◆ Short task ◆
Copy the records below word for word.

━━ Record list

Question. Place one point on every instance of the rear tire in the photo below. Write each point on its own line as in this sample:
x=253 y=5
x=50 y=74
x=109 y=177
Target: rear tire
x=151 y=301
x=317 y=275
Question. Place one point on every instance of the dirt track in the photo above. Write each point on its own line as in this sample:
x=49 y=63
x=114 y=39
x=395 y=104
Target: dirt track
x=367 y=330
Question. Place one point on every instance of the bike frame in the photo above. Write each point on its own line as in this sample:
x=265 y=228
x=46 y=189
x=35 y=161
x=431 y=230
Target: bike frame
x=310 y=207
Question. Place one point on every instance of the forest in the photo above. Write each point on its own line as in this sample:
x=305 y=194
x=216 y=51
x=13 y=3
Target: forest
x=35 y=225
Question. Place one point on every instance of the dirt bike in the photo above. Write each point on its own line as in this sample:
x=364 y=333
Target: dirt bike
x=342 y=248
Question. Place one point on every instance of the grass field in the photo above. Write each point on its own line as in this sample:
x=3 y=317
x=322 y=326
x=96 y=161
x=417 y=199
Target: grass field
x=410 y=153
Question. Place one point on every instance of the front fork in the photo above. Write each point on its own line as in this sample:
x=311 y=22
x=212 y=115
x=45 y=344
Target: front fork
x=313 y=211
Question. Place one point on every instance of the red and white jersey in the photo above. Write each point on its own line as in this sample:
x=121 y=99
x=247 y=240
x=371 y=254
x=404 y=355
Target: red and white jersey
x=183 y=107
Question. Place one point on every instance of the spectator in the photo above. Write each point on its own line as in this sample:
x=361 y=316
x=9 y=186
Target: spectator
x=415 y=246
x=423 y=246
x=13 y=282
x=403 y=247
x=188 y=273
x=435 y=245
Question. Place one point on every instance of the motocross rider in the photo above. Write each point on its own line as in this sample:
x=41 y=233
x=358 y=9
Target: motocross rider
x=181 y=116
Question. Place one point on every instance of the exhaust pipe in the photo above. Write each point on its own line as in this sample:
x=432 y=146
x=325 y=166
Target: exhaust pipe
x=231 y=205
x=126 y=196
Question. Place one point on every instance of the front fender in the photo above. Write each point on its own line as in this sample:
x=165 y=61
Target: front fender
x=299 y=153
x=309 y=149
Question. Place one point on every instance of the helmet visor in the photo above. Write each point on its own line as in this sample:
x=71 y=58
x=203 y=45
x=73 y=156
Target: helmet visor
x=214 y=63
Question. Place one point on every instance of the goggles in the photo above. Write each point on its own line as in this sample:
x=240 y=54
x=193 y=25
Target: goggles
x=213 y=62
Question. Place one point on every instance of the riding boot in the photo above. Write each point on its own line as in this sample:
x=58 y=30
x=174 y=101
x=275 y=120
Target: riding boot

━━━━

◆ Finished task ◆
Question. Place one point on every instance of the rear tire in the photo below. Write each point on its own line as in this sample:
x=253 y=5
x=50 y=74
x=109 y=177
Target: rear tire
x=151 y=301
x=317 y=275
Question. Place one point on every instance of the dirt track in the photo above. Write each point on its own line as in this sample:
x=49 y=63
x=114 y=39
x=395 y=104
Target: dirt track
x=367 y=330
Question. Place one point on every instance of the bike frame in the photo above. Write each point on its own line as in this sample:
x=265 y=228
x=46 y=189
x=35 y=161
x=431 y=230
Target: bike frame
x=310 y=207
Question. Place one point on every instance of the forest in the photo above. Write each point on its own line as in this sample:
x=305 y=194
x=216 y=51
x=13 y=3
Target: forest
x=35 y=225
Question. Place one point on every instance of the dirt bike in the photo above. Write each point on its own line as in this sample:
x=364 y=333
Target: dirt bike
x=342 y=248
Question. Place one point on every instance of the grass field in the photo above. Write each point on its own line as in this sample:
x=3 y=317
x=322 y=326
x=96 y=161
x=417 y=199
Target: grass field
x=410 y=153
Question. Place one point on every instance of the front fork in the photo above. Write each point on its own line as in this sample:
x=311 y=22
x=212 y=115
x=45 y=344
Target: front fork
x=313 y=211
Question. Place one point on every instance of the red and white jersey in the photo above. Write each point on its own line as in this sample:
x=121 y=99
x=247 y=240
x=371 y=254
x=404 y=355
Target: red and white jersey
x=183 y=107
Question. Place one point on every instance of the spectator in the photo above. Write each point on its own line as in this sample:
x=361 y=316
x=9 y=186
Target: spectator
x=415 y=246
x=423 y=246
x=13 y=282
x=403 y=247
x=188 y=273
x=435 y=245
Question. Place one point on every instance of the motocross rider in the photo above. Write each point on its own line as in this sample:
x=41 y=233
x=358 y=9
Target: motocross rider
x=181 y=116
Question. Place one point on every instance of the exhaust pipe in the photo above. Write each point on its own line as in this sample:
x=432 y=146
x=325 y=166
Target: exhaust pipe
x=231 y=205
x=126 y=196
Question. Place one point on every instance of the front fender in the photo above. Write each point on its own line as in this sample:
x=165 y=61
Target: front fender
x=299 y=153
x=309 y=149
Question. Place one point on every instance of the helmet visor in the photo above. Write each point on its own line as in this sample:
x=71 y=58
x=203 y=45
x=73 y=156
Target: helmet visor
x=214 y=63
Question. Place one point on every instance of the goggles in the photo above. Write each point on its own line as in this sample:
x=240 y=54
x=193 y=25
Target: goggles
x=213 y=62
Question. Place one point on every instance of the riding boot in the photo above. Write each point on its own line as in this sample:
x=58 y=30
x=174 y=101
x=275 y=120
Target: riding boot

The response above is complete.